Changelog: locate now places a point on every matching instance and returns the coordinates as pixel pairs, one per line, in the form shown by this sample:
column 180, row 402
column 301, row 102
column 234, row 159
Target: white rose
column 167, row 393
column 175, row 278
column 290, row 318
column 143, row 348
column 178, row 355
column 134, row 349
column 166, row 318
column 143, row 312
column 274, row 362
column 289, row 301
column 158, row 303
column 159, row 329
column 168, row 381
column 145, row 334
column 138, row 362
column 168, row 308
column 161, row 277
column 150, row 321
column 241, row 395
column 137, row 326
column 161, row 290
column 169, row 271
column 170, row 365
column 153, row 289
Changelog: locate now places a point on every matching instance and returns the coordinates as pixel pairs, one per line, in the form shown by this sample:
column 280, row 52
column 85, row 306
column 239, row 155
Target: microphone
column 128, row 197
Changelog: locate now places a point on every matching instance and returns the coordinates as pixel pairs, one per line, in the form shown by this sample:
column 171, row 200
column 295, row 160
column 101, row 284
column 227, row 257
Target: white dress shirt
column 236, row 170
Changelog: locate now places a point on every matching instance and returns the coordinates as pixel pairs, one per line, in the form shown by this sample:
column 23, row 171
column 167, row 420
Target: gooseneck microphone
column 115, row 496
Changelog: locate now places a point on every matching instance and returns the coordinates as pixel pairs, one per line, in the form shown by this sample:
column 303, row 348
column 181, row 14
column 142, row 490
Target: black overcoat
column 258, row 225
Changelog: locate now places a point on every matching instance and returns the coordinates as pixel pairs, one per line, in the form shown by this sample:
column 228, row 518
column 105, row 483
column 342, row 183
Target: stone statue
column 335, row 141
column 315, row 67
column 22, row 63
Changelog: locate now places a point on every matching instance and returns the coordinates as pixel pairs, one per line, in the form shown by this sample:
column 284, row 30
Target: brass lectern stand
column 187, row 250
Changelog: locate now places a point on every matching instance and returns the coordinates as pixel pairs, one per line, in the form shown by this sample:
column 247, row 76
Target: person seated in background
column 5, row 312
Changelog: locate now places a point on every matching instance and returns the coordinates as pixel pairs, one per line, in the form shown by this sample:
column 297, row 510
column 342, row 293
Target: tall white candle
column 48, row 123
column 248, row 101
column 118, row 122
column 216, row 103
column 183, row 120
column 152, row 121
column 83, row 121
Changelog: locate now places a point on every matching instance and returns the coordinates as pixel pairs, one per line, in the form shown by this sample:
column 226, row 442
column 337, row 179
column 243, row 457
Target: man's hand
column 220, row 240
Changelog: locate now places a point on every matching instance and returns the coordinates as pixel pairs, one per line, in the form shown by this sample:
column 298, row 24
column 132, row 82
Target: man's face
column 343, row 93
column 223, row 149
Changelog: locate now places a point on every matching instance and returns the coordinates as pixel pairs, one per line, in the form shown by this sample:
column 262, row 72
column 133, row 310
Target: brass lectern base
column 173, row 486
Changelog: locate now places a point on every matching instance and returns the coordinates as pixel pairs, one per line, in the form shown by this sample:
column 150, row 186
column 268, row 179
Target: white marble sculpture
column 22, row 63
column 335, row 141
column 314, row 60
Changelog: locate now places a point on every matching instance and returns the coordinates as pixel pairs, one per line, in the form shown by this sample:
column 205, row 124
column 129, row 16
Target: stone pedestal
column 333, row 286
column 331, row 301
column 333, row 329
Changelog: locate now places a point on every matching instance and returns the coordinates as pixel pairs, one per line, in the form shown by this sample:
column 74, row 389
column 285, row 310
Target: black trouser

+---+

Task description
Write out exactly those lines running from the line with "column 133, row 310" to the end of the data above, the first and last included.

Your response
column 133, row 310
Target: brass lectern base
column 173, row 486
Changelog: locate now places a point on every matching instance and returns the coordinates as pixel pairs, one per line, in the form shown by this sample:
column 150, row 186
column 268, row 179
Target: white marble sculpture
column 22, row 63
column 335, row 141
column 314, row 60
Changelog: locate now places a point on every matching instance and returns the coordinates as pixel pairs, one per line, in the form shown by this sample:
column 205, row 124
column 129, row 16
Target: stone pedestal
column 333, row 286
column 331, row 301
column 333, row 329
Changelog: locate now places a point on every matching instance and returns the coordinates as pixel pairs, one per line, in the form shown by this sample:
column 74, row 389
column 285, row 310
Target: black trouser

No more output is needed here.